The records sit below this line. Repeat all of them exactly.

BEGIN Material for the task

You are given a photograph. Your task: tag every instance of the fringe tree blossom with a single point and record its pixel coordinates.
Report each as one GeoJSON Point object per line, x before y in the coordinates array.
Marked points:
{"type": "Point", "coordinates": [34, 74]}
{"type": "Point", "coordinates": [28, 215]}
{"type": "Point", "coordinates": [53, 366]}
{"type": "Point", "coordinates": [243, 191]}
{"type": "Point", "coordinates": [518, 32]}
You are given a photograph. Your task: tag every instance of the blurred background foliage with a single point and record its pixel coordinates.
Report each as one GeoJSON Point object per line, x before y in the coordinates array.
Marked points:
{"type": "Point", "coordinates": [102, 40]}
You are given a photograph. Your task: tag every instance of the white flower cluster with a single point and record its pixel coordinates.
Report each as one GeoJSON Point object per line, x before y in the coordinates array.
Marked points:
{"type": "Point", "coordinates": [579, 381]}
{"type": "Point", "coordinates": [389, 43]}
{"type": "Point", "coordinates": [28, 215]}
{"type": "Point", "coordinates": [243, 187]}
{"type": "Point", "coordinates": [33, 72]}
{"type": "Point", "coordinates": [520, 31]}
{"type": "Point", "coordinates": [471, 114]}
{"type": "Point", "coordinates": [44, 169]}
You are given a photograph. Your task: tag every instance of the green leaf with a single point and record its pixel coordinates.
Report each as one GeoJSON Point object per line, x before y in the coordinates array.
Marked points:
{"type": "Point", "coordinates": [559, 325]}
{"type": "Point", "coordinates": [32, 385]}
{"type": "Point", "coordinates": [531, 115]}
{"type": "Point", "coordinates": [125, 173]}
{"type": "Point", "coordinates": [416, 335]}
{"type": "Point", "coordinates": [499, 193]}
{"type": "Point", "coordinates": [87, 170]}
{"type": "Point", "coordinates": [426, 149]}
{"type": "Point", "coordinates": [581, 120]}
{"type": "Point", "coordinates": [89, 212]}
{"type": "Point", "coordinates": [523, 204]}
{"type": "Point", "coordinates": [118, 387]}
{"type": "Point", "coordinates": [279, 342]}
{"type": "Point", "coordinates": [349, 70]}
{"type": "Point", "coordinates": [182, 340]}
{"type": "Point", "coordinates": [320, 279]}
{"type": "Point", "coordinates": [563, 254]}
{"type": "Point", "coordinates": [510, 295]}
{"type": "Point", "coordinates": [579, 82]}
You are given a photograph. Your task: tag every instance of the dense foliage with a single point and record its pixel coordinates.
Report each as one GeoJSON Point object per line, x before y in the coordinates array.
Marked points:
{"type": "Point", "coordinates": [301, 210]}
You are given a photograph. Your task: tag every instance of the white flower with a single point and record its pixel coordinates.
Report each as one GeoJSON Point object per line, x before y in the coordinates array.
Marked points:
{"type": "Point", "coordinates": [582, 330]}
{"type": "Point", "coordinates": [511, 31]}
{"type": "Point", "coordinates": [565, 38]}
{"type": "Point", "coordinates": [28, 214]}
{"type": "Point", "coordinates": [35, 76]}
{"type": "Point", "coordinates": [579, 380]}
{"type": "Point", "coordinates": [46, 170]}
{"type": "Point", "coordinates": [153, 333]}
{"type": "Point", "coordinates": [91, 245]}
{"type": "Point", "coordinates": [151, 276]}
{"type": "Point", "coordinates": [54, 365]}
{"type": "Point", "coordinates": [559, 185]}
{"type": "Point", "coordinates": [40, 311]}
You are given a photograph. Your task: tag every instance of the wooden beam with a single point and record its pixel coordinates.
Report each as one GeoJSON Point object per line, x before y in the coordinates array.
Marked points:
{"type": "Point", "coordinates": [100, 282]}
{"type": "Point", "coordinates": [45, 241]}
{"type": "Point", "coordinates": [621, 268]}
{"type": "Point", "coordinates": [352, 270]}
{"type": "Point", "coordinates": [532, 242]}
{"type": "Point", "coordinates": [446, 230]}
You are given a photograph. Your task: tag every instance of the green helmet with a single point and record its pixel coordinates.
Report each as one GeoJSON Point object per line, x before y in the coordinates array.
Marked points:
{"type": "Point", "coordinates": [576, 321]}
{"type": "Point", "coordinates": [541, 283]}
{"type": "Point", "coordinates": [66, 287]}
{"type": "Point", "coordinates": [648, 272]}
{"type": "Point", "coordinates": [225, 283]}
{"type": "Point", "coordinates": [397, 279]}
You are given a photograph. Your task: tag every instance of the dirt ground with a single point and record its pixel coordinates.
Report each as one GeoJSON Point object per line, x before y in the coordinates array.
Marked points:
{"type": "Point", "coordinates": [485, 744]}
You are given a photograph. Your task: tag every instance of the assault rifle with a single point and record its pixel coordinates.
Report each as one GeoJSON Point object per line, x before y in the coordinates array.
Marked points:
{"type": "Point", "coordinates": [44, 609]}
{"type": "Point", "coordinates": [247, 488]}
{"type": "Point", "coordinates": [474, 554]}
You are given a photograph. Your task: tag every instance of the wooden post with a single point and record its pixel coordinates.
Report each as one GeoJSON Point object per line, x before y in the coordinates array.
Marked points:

END Material for the task

Output below:
You are given a photograph. Your task: tag every instance of the fringe tree blossom with a single point and record its pixel coordinates.
Report each as one GeoJSON Point object per line, x before y in the coordinates array.
Marked points:
{"type": "Point", "coordinates": [34, 74]}
{"type": "Point", "coordinates": [28, 215]}
{"type": "Point", "coordinates": [53, 366]}
{"type": "Point", "coordinates": [243, 191]}
{"type": "Point", "coordinates": [518, 32]}
You are given a photograph. Your task: tag every instance of the blurred background foliage with a single point and record its pixel coordinates.
Report each as one GeoJSON Point object per line, x before y in the coordinates array.
Marked points:
{"type": "Point", "coordinates": [102, 40]}
You are given a photograph. Your task: tag every instance of the white flower cluster with a single point and record its pixel coordinates.
Report each as one GeoJSON Point object per line, x before y in the coordinates array.
Marked points:
{"type": "Point", "coordinates": [579, 381]}
{"type": "Point", "coordinates": [389, 43]}
{"type": "Point", "coordinates": [28, 215]}
{"type": "Point", "coordinates": [243, 187]}
{"type": "Point", "coordinates": [33, 72]}
{"type": "Point", "coordinates": [520, 31]}
{"type": "Point", "coordinates": [471, 114]}
{"type": "Point", "coordinates": [44, 169]}
You are given a photograph. Your task: tag every instance of the green leaf with a single point and record its pixel coordinates.
Report each as one GeoJSON Point object per line, x before y in the coordinates array.
Marked points:
{"type": "Point", "coordinates": [559, 325]}
{"type": "Point", "coordinates": [32, 385]}
{"type": "Point", "coordinates": [531, 115]}
{"type": "Point", "coordinates": [125, 173]}
{"type": "Point", "coordinates": [416, 335]}
{"type": "Point", "coordinates": [499, 193]}
{"type": "Point", "coordinates": [87, 170]}
{"type": "Point", "coordinates": [426, 149]}
{"type": "Point", "coordinates": [581, 120]}
{"type": "Point", "coordinates": [89, 212]}
{"type": "Point", "coordinates": [523, 204]}
{"type": "Point", "coordinates": [118, 387]}
{"type": "Point", "coordinates": [279, 342]}
{"type": "Point", "coordinates": [349, 70]}
{"type": "Point", "coordinates": [182, 340]}
{"type": "Point", "coordinates": [320, 279]}
{"type": "Point", "coordinates": [563, 254]}
{"type": "Point", "coordinates": [510, 295]}
{"type": "Point", "coordinates": [579, 82]}
You are given a photograph. Your task: tag every instance of the dense foliage with a single point and record its pixel coordinates.
Report each as one GeoJSON Point object per line, x before y in the coordinates array.
Marked points:
{"type": "Point", "coordinates": [301, 210]}
You are given a photograph. Your task: tag every instance of the white flower with a single point and record its pixel coordinates.
Report each as one GeoJSON Point object per line, x before y in the coordinates array.
Marked points:
{"type": "Point", "coordinates": [582, 330]}
{"type": "Point", "coordinates": [511, 31]}
{"type": "Point", "coordinates": [565, 38]}
{"type": "Point", "coordinates": [28, 214]}
{"type": "Point", "coordinates": [35, 76]}
{"type": "Point", "coordinates": [579, 380]}
{"type": "Point", "coordinates": [46, 170]}
{"type": "Point", "coordinates": [153, 333]}
{"type": "Point", "coordinates": [91, 245]}
{"type": "Point", "coordinates": [151, 276]}
{"type": "Point", "coordinates": [54, 365]}
{"type": "Point", "coordinates": [559, 185]}
{"type": "Point", "coordinates": [40, 311]}
You are given a photograph. Your task: tag every instance of the wooden beam with a single point and record its pixel coordinates.
Report each as one GeoJSON Point object per line, x before y in the coordinates array.
Marked points:
{"type": "Point", "coordinates": [100, 282]}
{"type": "Point", "coordinates": [45, 241]}
{"type": "Point", "coordinates": [621, 268]}
{"type": "Point", "coordinates": [352, 270]}
{"type": "Point", "coordinates": [532, 242]}
{"type": "Point", "coordinates": [446, 230]}
You are given a photograph. Your task: tag every instance of the green helmet with a single point and record its pixel coordinates.
Report each as one GeoJSON Point object per line, x before y in the coordinates array.
Marked points:
{"type": "Point", "coordinates": [576, 321]}
{"type": "Point", "coordinates": [541, 283]}
{"type": "Point", "coordinates": [66, 287]}
{"type": "Point", "coordinates": [648, 272]}
{"type": "Point", "coordinates": [225, 283]}
{"type": "Point", "coordinates": [397, 279]}
You are given a photograph. Your task: tag every instance of the dirt ground with a single point and record its pixel coordinates.
Report each as one GeoJSON Point object per line, x before y in the coordinates array.
Marked points:
{"type": "Point", "coordinates": [485, 744]}
You are given a photograph. Your task: tag every instance of the assault rifle with a single point and record its pixel coordinates.
Report each as one GeoJSON Point object per line, x before y in the coordinates array.
Marked points:
{"type": "Point", "coordinates": [44, 609]}
{"type": "Point", "coordinates": [247, 488]}
{"type": "Point", "coordinates": [474, 554]}
You are given a photograph. Your task: tag every instance of the wooden post with a single point and record its pixel coordinates.
Report each as one GeoJSON Point object per line, x before y in the coordinates array.
Marked points:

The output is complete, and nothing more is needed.